* TASK DETAILS
Give every line from the entries that contains "outlines".

(Stored data entries)
-- -- --
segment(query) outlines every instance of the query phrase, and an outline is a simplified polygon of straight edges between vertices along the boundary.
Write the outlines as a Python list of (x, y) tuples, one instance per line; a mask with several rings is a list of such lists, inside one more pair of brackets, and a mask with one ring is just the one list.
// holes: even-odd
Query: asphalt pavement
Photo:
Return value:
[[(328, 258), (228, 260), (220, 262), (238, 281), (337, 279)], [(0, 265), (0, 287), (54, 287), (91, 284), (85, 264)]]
-- -- --
* RESPONSE TO THIS EXERCISE
segment(query) outlines every instance of the query phrase, and an outline is a simplified polygon of straight edges between vertices along the boundary.
Write the outlines as a Python list of (x, y) tuples, one instance per line; a mask with several rings is a list of such lists, inside one more pair of brackets, and a mask with one ring is just the one list.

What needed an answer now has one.